Instructions for the task → Pick out each line of the data below that contains the string "elements", and copy those lines. Case counts.

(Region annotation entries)
━━━━━━━━━━━━━━━━

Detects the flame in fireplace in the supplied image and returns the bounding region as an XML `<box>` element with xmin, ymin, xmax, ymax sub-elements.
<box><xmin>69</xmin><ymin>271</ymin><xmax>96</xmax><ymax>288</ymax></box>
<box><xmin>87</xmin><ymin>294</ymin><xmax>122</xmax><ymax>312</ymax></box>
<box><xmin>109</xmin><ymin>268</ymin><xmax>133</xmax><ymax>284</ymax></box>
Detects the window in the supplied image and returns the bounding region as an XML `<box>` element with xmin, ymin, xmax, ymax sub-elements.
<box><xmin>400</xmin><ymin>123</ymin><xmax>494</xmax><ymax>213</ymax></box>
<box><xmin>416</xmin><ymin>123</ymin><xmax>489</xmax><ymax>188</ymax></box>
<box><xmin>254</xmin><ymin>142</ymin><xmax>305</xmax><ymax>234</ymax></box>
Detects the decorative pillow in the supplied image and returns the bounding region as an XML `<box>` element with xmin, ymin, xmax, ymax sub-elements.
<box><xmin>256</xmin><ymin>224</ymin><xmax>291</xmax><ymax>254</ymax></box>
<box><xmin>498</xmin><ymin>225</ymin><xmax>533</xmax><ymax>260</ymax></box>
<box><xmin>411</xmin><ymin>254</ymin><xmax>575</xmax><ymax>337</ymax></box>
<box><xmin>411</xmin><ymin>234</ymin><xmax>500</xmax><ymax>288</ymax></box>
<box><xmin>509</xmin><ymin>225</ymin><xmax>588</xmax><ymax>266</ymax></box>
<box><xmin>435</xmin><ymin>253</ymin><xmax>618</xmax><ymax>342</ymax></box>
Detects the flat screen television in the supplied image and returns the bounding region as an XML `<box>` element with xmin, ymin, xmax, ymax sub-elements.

━━━━━━━━━━━━━━━━

Written solution →
Detects the flame in fireplace in the supplied image and returns the bounding region as an XML `<box>` element with xmin, ymin, xmax, ymax sub-elements.
Detects the window in the supplied image and returns the bounding region as an XML `<box>` element with xmin, ymin, xmax, ymax sub-elements.
Detects the decorative pillow in the supplied image and returns the bounding region as an XML `<box>` element with xmin, ymin, xmax, ymax sub-elements.
Detects the flat screen television in the supplied image and returns the bounding region as an XML `<box>` element with xmin, ymin, xmax, ymax sub-elements.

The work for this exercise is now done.